_DIRECTIVE A_. In the passage on the Dominican booklet below, translate this sentence into Spanish: "The minister and the congregation would speak the words of the consecration together."
_DIRECTIVE B_. List the names of all the authors of the booklet that the passage on the Dominican booklet below identifies.

_PASSAGE PROVIDED_.
## begin

Using the early Church as its model, the Dominicans maintain that the congregation could choose its own lay minister to lead services. The minister and the congregation would speak the words of the consecration together. “Speaking these words is not the exclusive right or power of the priest; it is the conscious expression of faith by the whole congregation,” the work affirms.

“Whether they are women or men, homosexual or heterosexual, married or single, makes no difference. What is important is a communicative attitude of faith,” it continues.

The authors are Dominican Frs. André Lascaris, Jan Nieuwenhuis, Harrie Salemans and Ad Willems, known theologians of Nijmegen and Amsterdam.

The work was sent in the mail to all the parishes in the country, and is causing considerable turmoil. The Dutch Episcopate issued a note saying that the booklet “is in conflict with the faith of the Roman Catholic Church” (The Tablet, September 8, 2007, p. 29).

There is no doubt the Bishops are right. This model is equivalent to that of the Anabaptist Protestant sect. No more priests, the ministers are just representatives of the faithful. Notwithstanding, the initiative of these Dutch theologians establishes a model, raises a banner, and reveals the direction Progressivism wants to take the Church next. Many people will be horrified by this, which is a good reaction. What they don’t realize, however, is that this is just the last step of a whole process that has been implemented everywhere for more than 40 years by the Bishops themselves, and even the very Vatican.

Indeed, the first step of this egalitarian process was to promote collegiality of the Bishops to the detriment of the power of the Pope. Then, the autonomy of priests as a liberation from the command of the Bishops was encouraged. Now the next step seems inevitable: equality between lay people and the priest, either regarding the power of jurisdiction or the power of orders.

A serious reaction against the final step must consider the whole revolutionary process and, therefore, reaffirm the monarchical nature of the Church around the Papacy, and reinforce hierarchy at all levels. Any solution that does not plumb this depth of the principles is a superfluous effort that sooner or later will lead to a total democratization of the Church.

WOMEN PRIESTS AND THE END OF CELIBACY – An open-letter to Benedict XVI by 110 Brazilian laymen was posted September 28 online asking for changes in the structure of the Catholic priesthood. Alleging that they lack an open door to debate their concerns with the Church Hierarchy, which incidentally is not objective as shown elsewhere, the group wrote directly to the Pope.

women and married priests

In Canada five women and a married men were "ordained" priests
According to the signers, since Brazil has the lowest ratio of priest per parishioners, one priest for each 10,000 Catholics, more priests are desperately needed. Because the youth are not responding to appeals to enter the seminaries, they suggest a debate be opened in the Church on the topic of changing the priesthood.

Jumping ahead to the conclusions of such debate, they propose the Pope take two measures:
  1. Allow married priests and readmit the priests who left the ministry to marry. Only in Brazil, the latter would number 5,000.

  2. Create a female priesthood that permits both single and married women to become priests.
We recognize these demands; they repeat the same old song of We Are Church. What is new in the picture is the emphasis such demands are acquiring throughout the Church. More and more people are clamoring against celibacy for the clergy. If the Vatican and the Hierarchy do not take strong measures to put a stop to this opposition, this institution will not resist for much longer.

## end

_EXCERPTED RECORDS_.
## begin

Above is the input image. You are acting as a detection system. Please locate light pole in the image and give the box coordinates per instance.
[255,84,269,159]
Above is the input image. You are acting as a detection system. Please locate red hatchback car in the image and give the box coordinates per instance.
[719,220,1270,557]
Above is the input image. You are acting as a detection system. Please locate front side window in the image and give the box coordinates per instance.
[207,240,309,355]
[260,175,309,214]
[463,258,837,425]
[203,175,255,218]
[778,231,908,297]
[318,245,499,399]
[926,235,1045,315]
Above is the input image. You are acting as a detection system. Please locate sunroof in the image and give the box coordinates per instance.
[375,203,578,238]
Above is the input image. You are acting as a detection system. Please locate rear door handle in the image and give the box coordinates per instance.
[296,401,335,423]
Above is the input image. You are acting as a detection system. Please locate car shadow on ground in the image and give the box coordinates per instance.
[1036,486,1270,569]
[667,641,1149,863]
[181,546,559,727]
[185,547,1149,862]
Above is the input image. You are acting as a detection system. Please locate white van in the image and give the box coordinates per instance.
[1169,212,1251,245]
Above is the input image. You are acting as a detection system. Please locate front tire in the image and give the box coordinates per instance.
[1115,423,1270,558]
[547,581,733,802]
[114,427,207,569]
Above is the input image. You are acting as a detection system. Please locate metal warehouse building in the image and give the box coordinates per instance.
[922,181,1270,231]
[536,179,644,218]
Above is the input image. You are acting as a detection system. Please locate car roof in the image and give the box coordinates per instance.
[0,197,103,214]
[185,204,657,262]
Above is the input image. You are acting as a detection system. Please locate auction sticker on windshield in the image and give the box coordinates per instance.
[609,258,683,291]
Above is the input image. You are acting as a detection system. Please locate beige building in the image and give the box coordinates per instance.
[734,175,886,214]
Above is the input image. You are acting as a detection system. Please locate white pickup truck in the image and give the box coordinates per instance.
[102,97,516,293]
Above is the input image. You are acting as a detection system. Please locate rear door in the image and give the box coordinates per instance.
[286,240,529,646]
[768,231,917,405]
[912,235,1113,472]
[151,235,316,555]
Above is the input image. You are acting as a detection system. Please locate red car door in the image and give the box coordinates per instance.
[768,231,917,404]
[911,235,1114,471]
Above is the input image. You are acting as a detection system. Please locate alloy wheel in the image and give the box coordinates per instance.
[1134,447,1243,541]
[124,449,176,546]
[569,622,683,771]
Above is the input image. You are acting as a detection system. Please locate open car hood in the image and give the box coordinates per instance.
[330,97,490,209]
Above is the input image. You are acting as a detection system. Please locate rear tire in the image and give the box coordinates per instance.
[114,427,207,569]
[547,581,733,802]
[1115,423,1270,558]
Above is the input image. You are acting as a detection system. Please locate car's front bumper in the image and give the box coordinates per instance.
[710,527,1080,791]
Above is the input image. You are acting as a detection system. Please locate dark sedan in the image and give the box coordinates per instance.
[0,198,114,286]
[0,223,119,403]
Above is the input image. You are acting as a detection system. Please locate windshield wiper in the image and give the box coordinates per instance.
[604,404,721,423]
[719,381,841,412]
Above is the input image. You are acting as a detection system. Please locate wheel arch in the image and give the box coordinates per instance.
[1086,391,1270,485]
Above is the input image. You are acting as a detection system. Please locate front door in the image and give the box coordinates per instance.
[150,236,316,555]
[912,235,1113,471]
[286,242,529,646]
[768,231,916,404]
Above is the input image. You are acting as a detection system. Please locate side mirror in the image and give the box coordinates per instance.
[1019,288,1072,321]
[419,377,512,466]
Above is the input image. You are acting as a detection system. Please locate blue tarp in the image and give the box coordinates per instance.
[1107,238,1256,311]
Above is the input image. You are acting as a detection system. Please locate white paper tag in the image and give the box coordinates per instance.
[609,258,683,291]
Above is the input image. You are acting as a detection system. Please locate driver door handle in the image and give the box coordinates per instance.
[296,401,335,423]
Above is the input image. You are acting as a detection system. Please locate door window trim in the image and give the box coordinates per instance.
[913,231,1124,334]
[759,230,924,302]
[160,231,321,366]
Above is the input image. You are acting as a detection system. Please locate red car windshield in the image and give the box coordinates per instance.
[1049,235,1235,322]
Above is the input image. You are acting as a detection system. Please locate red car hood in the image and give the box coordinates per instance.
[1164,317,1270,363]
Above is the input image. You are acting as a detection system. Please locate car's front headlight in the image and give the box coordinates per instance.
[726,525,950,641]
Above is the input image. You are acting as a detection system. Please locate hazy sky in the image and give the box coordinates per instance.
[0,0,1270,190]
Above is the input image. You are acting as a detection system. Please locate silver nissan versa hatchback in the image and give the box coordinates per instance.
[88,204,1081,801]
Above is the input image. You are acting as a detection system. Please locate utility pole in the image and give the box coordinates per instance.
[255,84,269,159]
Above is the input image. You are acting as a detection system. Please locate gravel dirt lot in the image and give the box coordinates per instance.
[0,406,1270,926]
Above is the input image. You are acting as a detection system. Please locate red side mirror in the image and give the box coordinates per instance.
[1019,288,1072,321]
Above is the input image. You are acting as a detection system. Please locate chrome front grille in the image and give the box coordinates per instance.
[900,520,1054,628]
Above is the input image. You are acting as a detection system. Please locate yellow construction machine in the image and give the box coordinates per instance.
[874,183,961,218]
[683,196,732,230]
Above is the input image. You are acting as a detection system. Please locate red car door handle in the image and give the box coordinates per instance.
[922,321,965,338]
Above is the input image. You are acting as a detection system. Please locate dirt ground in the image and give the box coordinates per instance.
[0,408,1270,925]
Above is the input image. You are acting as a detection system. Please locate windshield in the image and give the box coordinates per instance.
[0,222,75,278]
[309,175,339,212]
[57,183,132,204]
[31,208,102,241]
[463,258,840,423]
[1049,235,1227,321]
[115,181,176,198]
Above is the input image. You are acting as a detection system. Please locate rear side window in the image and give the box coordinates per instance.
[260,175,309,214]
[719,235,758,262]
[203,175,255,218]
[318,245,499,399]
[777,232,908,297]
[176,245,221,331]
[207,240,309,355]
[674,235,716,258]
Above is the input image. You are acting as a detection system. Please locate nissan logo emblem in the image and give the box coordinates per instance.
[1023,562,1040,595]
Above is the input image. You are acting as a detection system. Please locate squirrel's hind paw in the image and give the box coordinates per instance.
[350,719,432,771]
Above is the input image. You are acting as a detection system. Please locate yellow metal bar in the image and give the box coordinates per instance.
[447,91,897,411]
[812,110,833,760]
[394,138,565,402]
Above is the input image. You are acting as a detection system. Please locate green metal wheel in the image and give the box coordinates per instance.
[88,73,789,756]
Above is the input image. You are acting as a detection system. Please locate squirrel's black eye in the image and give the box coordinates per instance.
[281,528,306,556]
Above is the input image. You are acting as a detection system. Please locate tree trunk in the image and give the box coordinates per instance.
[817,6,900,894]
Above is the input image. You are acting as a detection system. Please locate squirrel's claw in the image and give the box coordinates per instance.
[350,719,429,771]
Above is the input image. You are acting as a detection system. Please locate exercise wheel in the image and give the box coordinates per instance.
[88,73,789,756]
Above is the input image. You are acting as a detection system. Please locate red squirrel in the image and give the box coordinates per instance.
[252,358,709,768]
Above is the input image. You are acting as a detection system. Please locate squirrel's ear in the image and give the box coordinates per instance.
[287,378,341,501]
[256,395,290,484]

## end

_RESULT A_. El ministro y la congregación pronunciarían juntos las palabras de la consagración.

_RESULT B_. André Lascaris, Jan Nieuwenhuis, Harrie Salemans, Ad Willems